---------- PROVIDED ENTRIES

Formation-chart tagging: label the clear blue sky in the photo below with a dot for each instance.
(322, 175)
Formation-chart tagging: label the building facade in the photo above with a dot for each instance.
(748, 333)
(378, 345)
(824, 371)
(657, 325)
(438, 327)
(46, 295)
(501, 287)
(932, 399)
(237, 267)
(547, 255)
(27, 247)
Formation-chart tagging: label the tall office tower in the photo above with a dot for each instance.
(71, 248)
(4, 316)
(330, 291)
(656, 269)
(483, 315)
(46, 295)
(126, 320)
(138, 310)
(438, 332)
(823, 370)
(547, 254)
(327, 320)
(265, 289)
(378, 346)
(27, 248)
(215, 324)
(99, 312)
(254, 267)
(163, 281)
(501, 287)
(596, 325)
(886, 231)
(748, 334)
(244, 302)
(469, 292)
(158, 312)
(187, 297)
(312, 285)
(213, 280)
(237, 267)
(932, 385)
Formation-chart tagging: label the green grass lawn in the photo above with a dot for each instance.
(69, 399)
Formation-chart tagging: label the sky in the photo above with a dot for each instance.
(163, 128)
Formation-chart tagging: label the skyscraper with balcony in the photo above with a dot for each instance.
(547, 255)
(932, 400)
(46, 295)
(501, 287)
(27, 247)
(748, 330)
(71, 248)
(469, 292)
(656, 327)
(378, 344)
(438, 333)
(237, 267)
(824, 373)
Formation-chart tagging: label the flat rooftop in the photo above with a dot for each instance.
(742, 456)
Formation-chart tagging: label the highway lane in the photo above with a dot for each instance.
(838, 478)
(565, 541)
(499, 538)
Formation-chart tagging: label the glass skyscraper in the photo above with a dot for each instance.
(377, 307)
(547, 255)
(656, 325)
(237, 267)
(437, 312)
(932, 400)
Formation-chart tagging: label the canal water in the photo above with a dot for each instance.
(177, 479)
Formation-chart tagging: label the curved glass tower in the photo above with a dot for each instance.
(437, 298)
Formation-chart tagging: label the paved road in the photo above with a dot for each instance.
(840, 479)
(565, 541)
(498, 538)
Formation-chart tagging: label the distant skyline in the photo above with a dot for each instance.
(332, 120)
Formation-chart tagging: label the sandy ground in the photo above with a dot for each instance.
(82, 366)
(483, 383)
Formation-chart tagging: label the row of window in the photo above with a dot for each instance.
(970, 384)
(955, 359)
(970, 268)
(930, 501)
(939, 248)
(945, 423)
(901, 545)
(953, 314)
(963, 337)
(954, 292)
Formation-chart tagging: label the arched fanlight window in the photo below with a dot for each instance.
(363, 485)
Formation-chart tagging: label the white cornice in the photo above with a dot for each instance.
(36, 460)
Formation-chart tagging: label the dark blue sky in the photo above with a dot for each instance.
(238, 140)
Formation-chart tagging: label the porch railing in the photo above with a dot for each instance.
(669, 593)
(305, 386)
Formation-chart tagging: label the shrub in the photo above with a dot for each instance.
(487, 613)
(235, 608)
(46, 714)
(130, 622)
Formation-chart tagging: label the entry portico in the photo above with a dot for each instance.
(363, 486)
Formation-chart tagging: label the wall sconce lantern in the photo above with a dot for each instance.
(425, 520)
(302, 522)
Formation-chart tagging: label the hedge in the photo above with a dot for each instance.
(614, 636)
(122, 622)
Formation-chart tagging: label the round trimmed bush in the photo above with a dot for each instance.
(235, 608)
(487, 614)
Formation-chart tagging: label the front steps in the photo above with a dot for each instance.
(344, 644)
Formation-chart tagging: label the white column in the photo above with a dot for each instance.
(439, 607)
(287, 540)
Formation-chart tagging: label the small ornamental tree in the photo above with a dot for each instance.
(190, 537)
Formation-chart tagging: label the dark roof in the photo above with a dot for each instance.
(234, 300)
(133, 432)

--------------------

EXERCISE |
Reproduce all of the items above, substituting "with one dot per instance" for each occurrence of "with a dot for each instance" and keeping everything else the same.

FULL ANSWER |
Formation-chart tagging: label the clear blue sky in the photo below with one dot per instance.
(322, 175)
Formation-chart tagging: label the building facade in the photo above with one dot per instance.
(748, 333)
(378, 345)
(824, 371)
(657, 325)
(438, 327)
(46, 295)
(501, 287)
(932, 399)
(237, 267)
(547, 255)
(27, 247)
Formation-chart tagging: label the tall office tower in the photo above with one dot per instance.
(71, 248)
(4, 316)
(330, 291)
(656, 269)
(483, 315)
(46, 295)
(126, 320)
(138, 310)
(438, 332)
(823, 370)
(547, 254)
(327, 320)
(265, 289)
(378, 346)
(27, 248)
(215, 324)
(99, 312)
(254, 267)
(163, 281)
(501, 287)
(596, 325)
(886, 231)
(748, 334)
(244, 302)
(469, 292)
(158, 312)
(187, 297)
(312, 285)
(213, 280)
(237, 267)
(932, 385)
Formation-chart tagging: label the green grass lawn in the photo above with one dot per instance.
(69, 399)
Formation-chart tagging: label the sky in the photo above with one dot per instance.
(163, 128)
Formation-chart tagging: label the skyscraper with balcony in the photo above with one dot per instance.
(547, 255)
(932, 400)
(46, 295)
(501, 287)
(27, 247)
(748, 330)
(71, 248)
(469, 292)
(656, 327)
(378, 344)
(438, 333)
(237, 267)
(824, 373)
Formation-chart tagging: label the flat rooftop in the photo above with one dot per instance.
(742, 456)
Formation-chart tagging: label the highway lane in the photo above with one dot per instance.
(838, 478)
(565, 541)
(499, 538)
Formation-chart tagging: label the glass skyscraper in the photo above with one dot per instance.
(377, 307)
(547, 255)
(656, 325)
(237, 267)
(437, 312)
(932, 400)
Formation-chart tagging: label the canal water in the photo above with one dot per instance.
(177, 479)
Formation-chart tagging: label the curved glass tower in the photo above with one dot per instance.
(437, 298)
Formation-chart tagging: label the paved road in the photo above with one dot per instance.
(840, 479)
(565, 541)
(498, 538)
Formation-chart tagging: label the distant skyline in the photo above with one dot per instance.
(332, 120)
Formation-chart tagging: label the sandy ground in the photo above with one dot per instance.
(82, 366)
(483, 383)
Formation-chart tagging: label the row of window in the photo above with one dot per instance.
(970, 384)
(955, 359)
(970, 268)
(930, 501)
(939, 248)
(945, 423)
(901, 545)
(953, 314)
(963, 337)
(954, 292)
Formation-chart tagging: label the arched fanlight window in the photo below with one dot per instance.
(363, 485)
Formation-chart tagging: label the white cornice in the photo above with one dot per instance.
(36, 460)
Formation-chart tagging: label the dark blue sky in the photo above with one dot per instance.
(238, 140)
Formation-chart tagging: label the porch railing in the photo above with one dot per instance.
(669, 593)
(305, 386)
Formation-chart tagging: label the shrub in the photo above with one dot per instance.
(487, 613)
(235, 608)
(46, 714)
(130, 622)
Formation-chart tagging: label the entry portico in the photo above with one dot per instance.
(363, 486)
Formation-chart tagging: label the wall sconce lantern in the photo above with one dot per instance.
(425, 520)
(302, 522)
Formation-chart tagging: label the hedge in the photo above with one dot per instance.
(614, 636)
(122, 622)
Formation-chart tagging: label the round trimmed bush in the photo above with one dot per instance.
(235, 608)
(487, 614)
Formation-chart tagging: label the front steps in the photo above with one dot per instance.
(344, 644)
Formation-chart tagging: label the white column in the photo above with one dot per instance.
(439, 607)
(287, 540)
Formation-chart tagging: label the small ornamental tree in the photo above with one dot per instance.
(190, 537)
Formation-chart tagging: label the dark roof in the photo above with one dot per instance.
(234, 300)
(133, 432)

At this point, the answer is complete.